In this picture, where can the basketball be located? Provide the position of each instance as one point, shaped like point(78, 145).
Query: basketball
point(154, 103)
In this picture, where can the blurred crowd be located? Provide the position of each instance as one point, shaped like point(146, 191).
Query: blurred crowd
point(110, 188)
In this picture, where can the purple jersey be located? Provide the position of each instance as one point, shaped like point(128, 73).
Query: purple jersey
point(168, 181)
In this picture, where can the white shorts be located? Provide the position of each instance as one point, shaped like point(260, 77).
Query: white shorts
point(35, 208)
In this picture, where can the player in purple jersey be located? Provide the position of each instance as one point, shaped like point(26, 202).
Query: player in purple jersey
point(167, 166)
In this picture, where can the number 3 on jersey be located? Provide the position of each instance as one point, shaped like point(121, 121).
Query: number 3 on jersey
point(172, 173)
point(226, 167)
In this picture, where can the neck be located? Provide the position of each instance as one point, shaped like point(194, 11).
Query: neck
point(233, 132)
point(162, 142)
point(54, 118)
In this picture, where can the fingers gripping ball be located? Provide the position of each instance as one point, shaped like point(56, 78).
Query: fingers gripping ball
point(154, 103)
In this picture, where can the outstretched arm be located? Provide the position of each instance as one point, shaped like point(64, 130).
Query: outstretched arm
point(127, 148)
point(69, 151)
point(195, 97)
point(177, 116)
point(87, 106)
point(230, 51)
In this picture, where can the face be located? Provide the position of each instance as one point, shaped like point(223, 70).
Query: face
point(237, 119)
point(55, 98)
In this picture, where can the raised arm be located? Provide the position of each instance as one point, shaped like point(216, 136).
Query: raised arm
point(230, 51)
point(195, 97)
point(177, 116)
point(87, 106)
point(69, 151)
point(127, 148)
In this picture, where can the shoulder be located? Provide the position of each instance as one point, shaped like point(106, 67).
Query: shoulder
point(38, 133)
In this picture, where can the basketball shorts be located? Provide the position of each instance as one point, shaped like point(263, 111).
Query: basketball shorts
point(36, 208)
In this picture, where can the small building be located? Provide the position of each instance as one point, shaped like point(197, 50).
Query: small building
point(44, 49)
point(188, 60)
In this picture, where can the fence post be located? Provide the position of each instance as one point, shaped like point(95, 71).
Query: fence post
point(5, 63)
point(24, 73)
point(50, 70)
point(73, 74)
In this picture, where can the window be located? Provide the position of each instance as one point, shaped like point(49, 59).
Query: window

========================================================================

Work item :: Every entry must be given again exactly as it reads.

Answer box ::
In this picture, where can the basketball be located? Provide the position of each instance as one point, shaped like point(78, 145).
Query: basketball
point(154, 103)
In this picture, where can the blurred crowd be located? Provide the position of each instance as one point, shaped like point(146, 191).
Query: blurred crowd
point(110, 188)
In this picture, where can the purple jersey be located? Provide the position of each instance as one point, shaped like point(128, 73).
Query: purple jersey
point(168, 181)
In this picture, where can the white shorts be located? Provide the position of each instance as one point, shaped like point(260, 77).
Query: white shorts
point(35, 208)
In this picture, where can the player in purple jersey be located? Provide the position of each instance as one point, shaped like point(26, 202).
Query: player in purple jersey
point(167, 166)
In this picture, where can the number 3 on jersey be located? Provide the position of each instance as one point, shaped like point(121, 121).
Query: number 3 on jersey
point(172, 173)
point(226, 167)
In this picture, where can the neck be located? Provide the position of each instance as one point, shaped like point(194, 11).
Query: neck
point(233, 132)
point(162, 142)
point(54, 118)
In this picture, where can the fingers gripping ball be located? Provide the position of each instance as one point, shaped like point(56, 78).
Query: fingers gripping ball
point(154, 103)
In this picture, where can the outstretched arm be located? Provide the position of each instance as one point, shaped like point(64, 130).
Query: outstretched arm
point(127, 148)
point(69, 151)
point(195, 97)
point(177, 116)
point(87, 106)
point(230, 51)
In this picture, where can the face be located? Provide the position of each instance as one point, shaped like point(223, 70).
Query: face
point(237, 119)
point(55, 98)
In this picture, where can the raised arm be located? Provide the position of each instance as one point, shaped like point(216, 136).
Query: raised arm
point(230, 51)
point(195, 97)
point(177, 116)
point(87, 106)
point(69, 151)
point(127, 148)
In this picture, where can the shoulder be located? Provide the position of each instance as one point, shaped like point(106, 67).
Query: shoulder
point(38, 133)
In this picture, where can the basketball shorts be located? Provide the position of each instance as one point, shaped like point(263, 111).
Query: basketball shorts
point(36, 208)
In this picture, where can the small building be located? Provide the position of each instance as one point, shaped like point(197, 50).
Query: small building
point(44, 49)
point(188, 60)
In this picture, where can the fence post be located? Provide the position of each instance as one point, shaped like point(95, 71).
Query: fence post
point(5, 63)
point(24, 73)
point(50, 70)
point(73, 74)
In this picture, where can the window be located? Provide the position of each instance as one point, shaped like point(49, 59).
Query: window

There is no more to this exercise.